> **PROBLEM TO SOLVE**:
Repeat the lines from the one containing "lid in the photo above." through the end of the lines, swapping "wooden cabinet" for "oak cabinet" and leaving everything else unchanged.

┏━━

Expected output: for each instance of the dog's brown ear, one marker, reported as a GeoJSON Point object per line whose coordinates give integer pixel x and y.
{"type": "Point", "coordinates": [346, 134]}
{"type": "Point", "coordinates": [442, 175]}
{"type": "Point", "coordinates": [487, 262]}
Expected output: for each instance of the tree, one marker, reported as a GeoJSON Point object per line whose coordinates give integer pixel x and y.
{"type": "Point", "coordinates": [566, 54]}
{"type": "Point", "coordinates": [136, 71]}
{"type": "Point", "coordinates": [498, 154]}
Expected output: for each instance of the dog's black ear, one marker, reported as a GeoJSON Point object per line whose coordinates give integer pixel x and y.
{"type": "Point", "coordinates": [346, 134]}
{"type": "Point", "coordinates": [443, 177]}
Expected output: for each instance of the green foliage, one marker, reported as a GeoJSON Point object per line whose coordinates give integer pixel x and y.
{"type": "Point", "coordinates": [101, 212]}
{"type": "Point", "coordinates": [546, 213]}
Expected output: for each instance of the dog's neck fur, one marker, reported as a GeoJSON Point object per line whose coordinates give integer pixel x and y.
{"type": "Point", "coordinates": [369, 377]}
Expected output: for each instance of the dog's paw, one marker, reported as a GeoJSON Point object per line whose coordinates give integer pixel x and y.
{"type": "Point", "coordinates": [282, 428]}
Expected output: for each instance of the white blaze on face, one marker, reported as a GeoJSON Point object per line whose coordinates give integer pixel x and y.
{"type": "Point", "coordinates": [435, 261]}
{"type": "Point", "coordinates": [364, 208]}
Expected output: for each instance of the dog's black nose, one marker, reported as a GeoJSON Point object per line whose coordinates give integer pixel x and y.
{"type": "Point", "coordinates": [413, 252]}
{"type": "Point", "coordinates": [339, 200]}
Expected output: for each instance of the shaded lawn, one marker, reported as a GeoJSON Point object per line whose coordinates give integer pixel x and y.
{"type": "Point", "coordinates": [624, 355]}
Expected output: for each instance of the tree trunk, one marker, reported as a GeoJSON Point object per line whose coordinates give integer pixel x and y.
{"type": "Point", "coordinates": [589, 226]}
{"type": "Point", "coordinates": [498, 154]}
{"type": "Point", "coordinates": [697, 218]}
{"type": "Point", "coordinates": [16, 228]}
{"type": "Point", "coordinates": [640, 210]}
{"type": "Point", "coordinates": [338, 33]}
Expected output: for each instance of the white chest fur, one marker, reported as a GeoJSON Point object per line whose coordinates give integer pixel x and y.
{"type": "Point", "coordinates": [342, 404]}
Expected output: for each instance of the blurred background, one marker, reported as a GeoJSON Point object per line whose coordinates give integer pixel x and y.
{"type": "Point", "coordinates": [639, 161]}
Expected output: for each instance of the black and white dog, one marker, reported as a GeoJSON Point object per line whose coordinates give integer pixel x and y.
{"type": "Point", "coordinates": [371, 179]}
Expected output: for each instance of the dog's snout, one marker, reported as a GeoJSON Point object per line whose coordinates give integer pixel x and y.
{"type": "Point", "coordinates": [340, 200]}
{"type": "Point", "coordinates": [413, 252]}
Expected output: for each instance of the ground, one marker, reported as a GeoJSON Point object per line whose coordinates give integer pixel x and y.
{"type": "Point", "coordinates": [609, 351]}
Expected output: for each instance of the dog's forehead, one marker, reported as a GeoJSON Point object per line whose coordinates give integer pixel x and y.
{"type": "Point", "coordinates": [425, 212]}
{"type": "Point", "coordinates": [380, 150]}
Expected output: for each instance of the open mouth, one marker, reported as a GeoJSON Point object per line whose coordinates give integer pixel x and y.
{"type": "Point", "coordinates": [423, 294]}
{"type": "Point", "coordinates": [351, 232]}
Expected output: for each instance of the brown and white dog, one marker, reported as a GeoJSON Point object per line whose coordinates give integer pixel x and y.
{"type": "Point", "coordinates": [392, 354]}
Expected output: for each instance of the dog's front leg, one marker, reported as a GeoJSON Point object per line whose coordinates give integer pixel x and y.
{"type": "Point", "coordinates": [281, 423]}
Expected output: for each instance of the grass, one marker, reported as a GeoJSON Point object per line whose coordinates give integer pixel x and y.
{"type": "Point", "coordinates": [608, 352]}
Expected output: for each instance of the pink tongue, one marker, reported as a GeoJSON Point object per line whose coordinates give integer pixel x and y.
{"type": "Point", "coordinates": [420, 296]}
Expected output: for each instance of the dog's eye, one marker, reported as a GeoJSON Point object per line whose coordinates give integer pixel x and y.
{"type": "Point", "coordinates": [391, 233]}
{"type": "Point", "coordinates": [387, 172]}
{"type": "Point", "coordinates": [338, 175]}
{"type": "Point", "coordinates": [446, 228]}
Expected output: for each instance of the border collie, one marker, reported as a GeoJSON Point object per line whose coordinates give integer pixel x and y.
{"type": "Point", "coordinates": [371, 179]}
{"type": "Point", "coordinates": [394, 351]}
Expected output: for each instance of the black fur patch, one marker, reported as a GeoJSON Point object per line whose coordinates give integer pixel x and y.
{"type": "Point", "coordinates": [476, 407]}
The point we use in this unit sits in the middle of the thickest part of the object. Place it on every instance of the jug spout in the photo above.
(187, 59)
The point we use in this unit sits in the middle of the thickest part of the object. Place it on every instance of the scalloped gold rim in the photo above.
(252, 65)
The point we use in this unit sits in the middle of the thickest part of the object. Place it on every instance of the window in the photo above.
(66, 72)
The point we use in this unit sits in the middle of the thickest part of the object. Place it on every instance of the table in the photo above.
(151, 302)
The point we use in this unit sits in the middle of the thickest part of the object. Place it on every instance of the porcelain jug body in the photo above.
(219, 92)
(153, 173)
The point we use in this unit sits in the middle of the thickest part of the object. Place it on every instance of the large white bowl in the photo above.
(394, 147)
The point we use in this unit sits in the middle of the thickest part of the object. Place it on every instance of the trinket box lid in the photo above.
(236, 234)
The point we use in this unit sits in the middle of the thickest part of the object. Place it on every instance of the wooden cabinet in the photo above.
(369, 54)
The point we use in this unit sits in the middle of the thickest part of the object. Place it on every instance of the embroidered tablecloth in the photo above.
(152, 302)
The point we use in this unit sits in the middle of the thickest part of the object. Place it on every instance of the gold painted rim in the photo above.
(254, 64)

┗━━

> **FULL RESPONSE**:
The point we use in this unit sits in the middle of the thickest part of the object. Place it on every instance of the trinket box lid in the photo above.
(236, 234)
The point we use in this unit sits in the middle of the thickest part of the object. Place it on every instance of the oak cabinet in the photo above.
(369, 54)
The point we use in this unit sits in the middle of the thickest part of the object. Place it on every instance of the embroidered tablecloth in the photo above.
(152, 302)
The point we use in this unit sits in the middle of the thickest part of the object. Place it on every instance of the gold painted rim in the photo above.
(254, 64)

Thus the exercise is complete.